(EXTRACT PROVIDED):
........
# Gas company knows best



## wyrickmech (Mar 16, 2013)

Ad a interesting day. I installed a 3,000,000 btu water heater and today was start up. The gas company had told me that they would be setting two 1000 gal tanks for the heater. I ask them if they were supplying a vaporizer. They explained to me how there was no need for one. Sense they were the gas supplier I did not question them sense that is there field of expertise. Today was a lesson for them one they had a regulator that only allowed 10 to14 inches of gas. The requirements were 1 to 10 pounds of delivery pressure and no vaporizer. We found a vaporizer and will fix I will fix that tomorrow. The look on the gas mans face when I explained the heater uses 32.5 gallons an hour was priceless. I told him this was not your every day install and he said you can say that again. I fell bad for them but if they would only listen sometimes.


----------



## TX MECH PLUMBER (May 27, 2011)

Pics of this heater ??


----------



## wyrickmech (Mar 16, 2013)

TX MECH PLUMBER said:


> Pics of this heater ??


here is a couple before I got the flue done. I will take some final Picts.


----------



## rjbphd (Feb 5, 2010)

I'm new here, what's a vaporizer??


----------



## wyrickmech (Mar 16, 2013)

rjbphd said:


> I'm new here, what's a vaporizer??


Under high flow the LP will not turn to vapor in the tanks fast enough. So you will pull liquid into the line. The vaporizer heats that liquid until it becomes vapor. It is simply a heater for the gas line.


----------



## rjbphd (Feb 5, 2010)
........
(LISTING):
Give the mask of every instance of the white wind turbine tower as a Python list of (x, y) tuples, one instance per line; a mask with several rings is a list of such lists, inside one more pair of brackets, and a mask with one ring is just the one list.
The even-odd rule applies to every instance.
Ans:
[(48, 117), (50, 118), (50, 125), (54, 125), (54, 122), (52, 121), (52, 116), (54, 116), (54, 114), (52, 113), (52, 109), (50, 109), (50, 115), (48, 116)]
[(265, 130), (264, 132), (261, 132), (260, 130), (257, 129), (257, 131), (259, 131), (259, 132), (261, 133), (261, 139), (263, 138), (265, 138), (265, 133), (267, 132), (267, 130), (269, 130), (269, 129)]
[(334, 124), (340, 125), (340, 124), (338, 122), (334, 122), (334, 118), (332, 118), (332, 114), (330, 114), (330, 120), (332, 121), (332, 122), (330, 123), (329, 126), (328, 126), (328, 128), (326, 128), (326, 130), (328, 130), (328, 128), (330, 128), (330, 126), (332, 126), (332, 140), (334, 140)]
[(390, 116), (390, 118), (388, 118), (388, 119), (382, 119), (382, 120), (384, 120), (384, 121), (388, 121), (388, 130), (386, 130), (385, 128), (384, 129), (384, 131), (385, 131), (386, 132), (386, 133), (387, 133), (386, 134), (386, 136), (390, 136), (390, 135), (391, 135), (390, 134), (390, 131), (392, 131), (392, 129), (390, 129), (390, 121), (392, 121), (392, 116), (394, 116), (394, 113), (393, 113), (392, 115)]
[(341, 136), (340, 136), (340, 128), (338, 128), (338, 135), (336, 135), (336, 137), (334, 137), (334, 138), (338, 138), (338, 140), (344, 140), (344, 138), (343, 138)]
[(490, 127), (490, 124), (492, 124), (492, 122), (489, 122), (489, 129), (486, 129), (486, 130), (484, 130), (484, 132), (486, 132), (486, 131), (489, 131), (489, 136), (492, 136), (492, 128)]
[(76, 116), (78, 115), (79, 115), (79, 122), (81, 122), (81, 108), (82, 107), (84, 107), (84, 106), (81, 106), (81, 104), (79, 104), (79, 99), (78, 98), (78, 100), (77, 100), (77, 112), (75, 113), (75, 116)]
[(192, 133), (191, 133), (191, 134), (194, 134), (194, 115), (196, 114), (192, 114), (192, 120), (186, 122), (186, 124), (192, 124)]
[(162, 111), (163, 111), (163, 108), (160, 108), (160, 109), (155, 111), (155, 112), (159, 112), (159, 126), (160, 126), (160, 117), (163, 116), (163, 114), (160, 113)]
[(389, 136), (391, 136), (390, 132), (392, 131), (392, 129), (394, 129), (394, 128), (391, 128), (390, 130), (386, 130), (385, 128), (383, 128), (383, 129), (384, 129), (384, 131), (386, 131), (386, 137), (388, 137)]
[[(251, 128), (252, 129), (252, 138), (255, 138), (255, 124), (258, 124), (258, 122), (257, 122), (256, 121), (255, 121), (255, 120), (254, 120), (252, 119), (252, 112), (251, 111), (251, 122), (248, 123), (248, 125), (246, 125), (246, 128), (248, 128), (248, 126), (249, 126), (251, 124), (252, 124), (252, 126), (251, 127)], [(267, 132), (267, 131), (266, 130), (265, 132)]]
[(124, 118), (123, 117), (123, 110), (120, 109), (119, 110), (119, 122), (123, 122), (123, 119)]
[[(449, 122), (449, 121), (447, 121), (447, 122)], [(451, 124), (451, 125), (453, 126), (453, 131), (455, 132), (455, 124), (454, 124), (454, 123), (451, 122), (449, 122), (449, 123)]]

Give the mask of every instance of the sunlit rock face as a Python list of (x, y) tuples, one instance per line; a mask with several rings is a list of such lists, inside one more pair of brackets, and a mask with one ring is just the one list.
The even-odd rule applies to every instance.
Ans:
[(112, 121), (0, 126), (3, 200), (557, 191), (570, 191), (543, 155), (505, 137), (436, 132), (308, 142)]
........
(WORK INSTRUCTIONS):
1. In the forum thread about the water heater install, translate this sentence into Spanish: "The vaporizer heats that liquid until it becomes vapor."
2. Carry on the forum thread about the water heater and the LP vaporizer from the point where it stops.

(TASK-BY-TASK ANSWERS):
1. El vaporizador calienta ese líquido hasta que se convierte en vapor.

2.
wyrickmech said:


> Under high flow the LP will not turn to vapor in the tanks fast enough. So you will pull liquid into the line. The vaporizer heats that liquid until it becomes vapor. It is simply a heater for the gas line.


Ahhh.. makes sense on the lp supply... if its a heater, electric or smaller lp heater?


----------



## wyrickmech (Mar 16, 2013)

rjbphd said:


> Ahhh.. makes sense on the lp supply... if its a heater, electric or smaller lp heater?


small gas fired heater it can vaporize 50 gph. The heater may use almost all of its rated gas consumption in 15 min so that is why they went with 50 gph.


----------



## rjbphd (Feb 5, 2010)

wyrickmech said:


> small gas fired heater it can vaporize 50 gph. The heater may use almost all of its rated gas consumption in 15 min so that is why they went with 50 gph.


Learned something new everyday... thanks


----------



## TX MECH PLUMBER (May 27, 2011)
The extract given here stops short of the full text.